── Source material
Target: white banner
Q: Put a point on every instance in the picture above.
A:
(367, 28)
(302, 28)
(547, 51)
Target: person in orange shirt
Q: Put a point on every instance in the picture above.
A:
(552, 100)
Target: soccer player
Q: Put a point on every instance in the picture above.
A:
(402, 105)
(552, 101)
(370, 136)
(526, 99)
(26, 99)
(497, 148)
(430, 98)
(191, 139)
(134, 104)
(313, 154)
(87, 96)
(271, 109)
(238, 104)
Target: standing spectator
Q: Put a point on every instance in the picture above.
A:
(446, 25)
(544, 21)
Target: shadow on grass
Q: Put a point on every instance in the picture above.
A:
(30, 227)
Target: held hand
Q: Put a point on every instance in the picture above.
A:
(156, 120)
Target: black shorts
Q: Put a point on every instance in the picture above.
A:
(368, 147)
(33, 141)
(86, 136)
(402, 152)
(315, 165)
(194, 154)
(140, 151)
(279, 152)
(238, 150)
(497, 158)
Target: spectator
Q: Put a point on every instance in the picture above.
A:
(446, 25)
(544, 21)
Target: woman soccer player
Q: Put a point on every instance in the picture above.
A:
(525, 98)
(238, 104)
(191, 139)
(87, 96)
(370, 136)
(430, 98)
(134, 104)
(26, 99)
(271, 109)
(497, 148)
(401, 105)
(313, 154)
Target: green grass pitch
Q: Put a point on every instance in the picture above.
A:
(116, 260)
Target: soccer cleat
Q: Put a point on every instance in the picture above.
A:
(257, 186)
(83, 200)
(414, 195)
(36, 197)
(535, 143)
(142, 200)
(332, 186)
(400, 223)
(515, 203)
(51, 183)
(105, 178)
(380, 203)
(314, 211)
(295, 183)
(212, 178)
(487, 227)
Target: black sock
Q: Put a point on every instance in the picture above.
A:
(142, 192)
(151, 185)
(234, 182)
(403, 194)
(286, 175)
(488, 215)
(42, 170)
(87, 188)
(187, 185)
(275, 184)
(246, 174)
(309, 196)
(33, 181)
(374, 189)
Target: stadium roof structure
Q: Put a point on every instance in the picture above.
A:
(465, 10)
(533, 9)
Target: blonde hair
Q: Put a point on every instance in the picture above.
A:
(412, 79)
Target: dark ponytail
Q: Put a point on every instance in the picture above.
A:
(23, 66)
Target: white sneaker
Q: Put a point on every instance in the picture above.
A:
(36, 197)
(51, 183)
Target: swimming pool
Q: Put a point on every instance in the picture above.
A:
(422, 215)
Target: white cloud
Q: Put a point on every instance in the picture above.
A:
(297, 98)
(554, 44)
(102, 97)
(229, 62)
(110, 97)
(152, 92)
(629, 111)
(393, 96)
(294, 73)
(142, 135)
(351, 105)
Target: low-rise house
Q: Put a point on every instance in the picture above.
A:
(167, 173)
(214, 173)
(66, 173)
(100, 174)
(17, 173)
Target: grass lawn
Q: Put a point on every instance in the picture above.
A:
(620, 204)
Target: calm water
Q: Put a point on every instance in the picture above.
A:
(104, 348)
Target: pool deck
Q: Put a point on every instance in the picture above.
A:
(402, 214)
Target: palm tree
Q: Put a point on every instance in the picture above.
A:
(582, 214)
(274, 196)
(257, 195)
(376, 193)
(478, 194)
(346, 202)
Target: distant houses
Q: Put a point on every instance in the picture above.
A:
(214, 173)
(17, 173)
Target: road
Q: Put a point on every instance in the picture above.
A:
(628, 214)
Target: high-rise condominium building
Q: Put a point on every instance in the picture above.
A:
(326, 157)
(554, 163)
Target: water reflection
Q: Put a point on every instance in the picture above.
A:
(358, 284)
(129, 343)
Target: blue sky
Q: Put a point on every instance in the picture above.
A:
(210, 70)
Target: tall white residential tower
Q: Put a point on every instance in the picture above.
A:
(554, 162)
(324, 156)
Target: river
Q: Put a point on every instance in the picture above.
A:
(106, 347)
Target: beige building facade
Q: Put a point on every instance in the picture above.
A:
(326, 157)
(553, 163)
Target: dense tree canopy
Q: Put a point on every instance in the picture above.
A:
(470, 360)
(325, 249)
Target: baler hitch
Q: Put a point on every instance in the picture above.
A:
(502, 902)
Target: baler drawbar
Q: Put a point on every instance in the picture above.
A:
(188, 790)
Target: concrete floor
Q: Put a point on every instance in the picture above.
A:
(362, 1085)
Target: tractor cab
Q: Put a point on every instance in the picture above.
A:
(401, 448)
────
About this task
Copy out every line in the entries above that holds "black".

Answer to this problem
Target: black shorts
Target: black sock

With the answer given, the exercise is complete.